● Working data

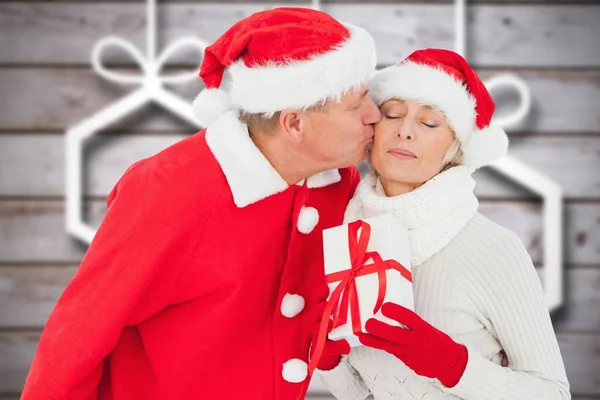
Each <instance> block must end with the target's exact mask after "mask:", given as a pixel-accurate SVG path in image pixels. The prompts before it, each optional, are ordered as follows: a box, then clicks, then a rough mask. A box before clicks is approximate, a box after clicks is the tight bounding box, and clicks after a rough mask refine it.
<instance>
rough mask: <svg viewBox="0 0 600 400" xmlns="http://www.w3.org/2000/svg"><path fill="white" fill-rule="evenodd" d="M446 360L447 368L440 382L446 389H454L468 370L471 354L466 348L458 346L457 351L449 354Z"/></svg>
mask: <svg viewBox="0 0 600 400" xmlns="http://www.w3.org/2000/svg"><path fill="white" fill-rule="evenodd" d="M447 357H448V358H447V359H446V361H447V362H446V368H445V369H444V371H442V373H441V374H440V376H439V377H438V379H439V380H440V382H442V383H443V384H444V386H446V387H449V388H450V387H454V386H456V385H457V384H458V382H459V381H460V378H462V375H463V373H464V372H465V369H466V368H467V361H468V359H469V352H468V351H467V348H466V347H465V346H463V345H462V344H461V345H458V346H456V351H455V352H451V353H449V354H447Z"/></svg>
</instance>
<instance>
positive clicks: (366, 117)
mask: <svg viewBox="0 0 600 400" xmlns="http://www.w3.org/2000/svg"><path fill="white" fill-rule="evenodd" d="M367 102H368V104H367V107H366V110H365V113H364V114H363V125H371V124H376V123H378V122H379V121H381V112H380V111H379V107H377V105H376V104H375V102H374V101H373V100H372V99H371V98H370V97H369V98H368V99H367Z"/></svg>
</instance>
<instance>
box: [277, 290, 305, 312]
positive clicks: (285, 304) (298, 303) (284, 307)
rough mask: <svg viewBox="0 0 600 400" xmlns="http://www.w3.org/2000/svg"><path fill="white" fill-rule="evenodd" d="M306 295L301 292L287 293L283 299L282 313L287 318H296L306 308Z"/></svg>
mask: <svg viewBox="0 0 600 400" xmlns="http://www.w3.org/2000/svg"><path fill="white" fill-rule="evenodd" d="M304 305H305V300H304V297H302V296H300V295H299V294H291V293H286V295H285V296H283V299H282V300H281V314H282V315H283V316H284V317H287V318H294V317H295V316H296V315H298V314H300V312H301V311H302V310H303V309H304Z"/></svg>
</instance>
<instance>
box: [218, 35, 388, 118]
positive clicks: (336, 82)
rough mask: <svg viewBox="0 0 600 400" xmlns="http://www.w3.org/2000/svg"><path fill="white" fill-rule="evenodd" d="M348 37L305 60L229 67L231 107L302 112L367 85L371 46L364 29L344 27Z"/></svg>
mask: <svg viewBox="0 0 600 400" xmlns="http://www.w3.org/2000/svg"><path fill="white" fill-rule="evenodd" d="M346 27H347V28H348V30H349V31H350V35H351V36H350V38H349V39H348V40H347V41H346V42H344V43H343V44H342V45H340V46H339V47H338V48H336V49H333V50H331V51H329V52H327V53H324V54H321V55H318V56H316V57H314V58H312V59H311V60H309V61H302V62H298V63H292V64H288V65H283V66H282V65H269V66H266V67H251V68H249V67H247V66H246V65H245V64H244V62H243V61H237V62H235V63H234V64H232V65H231V66H230V67H229V68H228V70H229V73H230V75H231V87H230V90H229V93H230V95H231V99H232V102H233V104H234V105H235V106H236V107H238V108H240V109H242V110H244V111H247V112H250V113H266V114H272V113H274V112H276V111H281V110H284V109H286V108H297V109H304V108H306V107H309V106H312V105H315V104H317V103H319V102H320V101H324V100H326V99H328V98H337V97H339V96H341V95H343V94H344V93H345V92H347V91H349V90H351V89H353V88H355V87H358V86H359V85H360V84H363V83H367V81H368V79H369V78H370V76H371V74H372V73H373V71H374V69H375V65H376V57H375V43H374V41H373V38H372V37H371V35H369V34H368V33H367V32H366V31H365V30H364V29H362V28H359V27H357V26H354V25H350V24H346Z"/></svg>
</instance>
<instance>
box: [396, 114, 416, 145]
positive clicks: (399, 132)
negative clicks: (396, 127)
mask: <svg viewBox="0 0 600 400" xmlns="http://www.w3.org/2000/svg"><path fill="white" fill-rule="evenodd" d="M414 129H415V128H414V126H413V124H412V123H411V121H410V120H408V118H404V119H403V120H402V123H401V124H400V126H398V131H397V132H396V136H398V138H400V139H402V140H411V139H414V137H415V134H414Z"/></svg>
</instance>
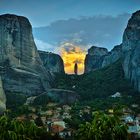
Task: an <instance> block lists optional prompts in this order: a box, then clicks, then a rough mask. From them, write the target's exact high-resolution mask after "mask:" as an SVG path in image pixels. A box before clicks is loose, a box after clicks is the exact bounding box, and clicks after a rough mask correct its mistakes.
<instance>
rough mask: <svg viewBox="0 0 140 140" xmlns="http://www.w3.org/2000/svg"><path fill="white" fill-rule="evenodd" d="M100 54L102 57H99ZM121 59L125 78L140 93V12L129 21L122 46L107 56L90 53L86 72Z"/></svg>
mask: <svg viewBox="0 0 140 140" xmlns="http://www.w3.org/2000/svg"><path fill="white" fill-rule="evenodd" d="M91 49H92V48H91ZM98 50H100V49H98ZM96 53H97V54H96ZM100 53H101V55H99V56H101V57H99V56H98V54H100ZM95 56H96V57H97V58H96V57H95ZM120 58H122V65H123V70H124V74H125V78H126V79H128V80H130V81H131V83H132V84H133V86H134V88H135V89H136V90H138V91H140V11H137V12H135V13H134V14H133V15H132V17H131V18H130V20H129V21H128V25H127V27H126V29H125V31H124V34H123V41H122V44H121V45H118V46H115V47H114V48H113V49H112V50H111V51H110V52H109V53H106V54H103V53H102V51H99V52H96V51H95V50H93V52H92V54H91V53H90V52H88V55H87V57H86V60H85V72H90V71H91V70H95V69H99V68H102V67H105V66H108V65H110V64H112V63H114V62H115V61H117V60H118V59H120Z"/></svg>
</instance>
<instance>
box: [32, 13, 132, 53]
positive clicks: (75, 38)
mask: <svg viewBox="0 0 140 140" xmlns="http://www.w3.org/2000/svg"><path fill="white" fill-rule="evenodd" d="M129 17H130V14H128V13H124V14H122V15H118V16H115V17H114V16H102V15H100V16H93V17H81V18H79V19H68V20H58V21H56V22H53V23H52V24H50V25H49V26H46V27H39V28H34V36H35V38H37V39H38V40H41V41H43V42H46V43H49V44H51V45H53V46H54V47H53V49H55V48H57V47H59V46H61V45H60V44H61V43H63V42H71V43H73V44H75V45H80V46H82V47H83V46H84V47H85V46H89V45H97V46H102V47H107V48H108V49H111V48H112V47H113V46H114V45H116V44H119V43H121V40H122V35H123V31H124V29H125V27H126V25H127V21H128V19H129ZM38 47H39V46H38ZM53 49H52V51H53Z"/></svg>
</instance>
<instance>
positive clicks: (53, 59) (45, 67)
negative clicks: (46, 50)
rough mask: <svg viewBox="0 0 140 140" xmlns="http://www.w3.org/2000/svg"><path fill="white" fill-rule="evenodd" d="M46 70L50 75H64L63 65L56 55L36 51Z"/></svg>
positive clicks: (49, 52)
mask: <svg viewBox="0 0 140 140" xmlns="http://www.w3.org/2000/svg"><path fill="white" fill-rule="evenodd" d="M38 52H39V55H40V58H41V60H42V62H43V65H44V67H45V68H46V70H48V71H50V72H51V73H64V63H63V60H62V58H61V57H60V56H59V55H58V54H54V53H51V52H44V51H38Z"/></svg>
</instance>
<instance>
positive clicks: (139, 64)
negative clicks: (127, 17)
mask: <svg viewBox="0 0 140 140" xmlns="http://www.w3.org/2000/svg"><path fill="white" fill-rule="evenodd" d="M122 50H123V53H124V61H123V69H124V73H125V77H126V78H127V79H129V80H130V81H131V83H132V84H133V85H134V87H135V89H137V90H138V91H140V11H137V12H135V13H134V14H133V15H132V17H131V18H130V20H129V21H128V25H127V28H126V29H125V32H124V35H123V43H122Z"/></svg>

● Problem requirements
Pull out every line of the material above that contains the string "prompts", and copy each one in full.

● Result of the exercise
Each <instance> block must end with the target's exact mask after "mask:", given as a pixel-accurate SVG path in image pixels. The prompts before it, each optional, are ordered as follows: a box, then clicks, then a rough mask. A box before clicks is approximate, a box after clicks is the tight bounding box, and clicks after a rough mask refine it.
Task: an <instance> block lists optional prompts in this order: a box, then clicks, then a rough mask. From them, write the target's exact high-resolution mask after "mask:" as an SVG path in image pixels. A box before clicks is loose, a box after clicks is the exact bounding box, and clicks after a rough mask correct its mistakes.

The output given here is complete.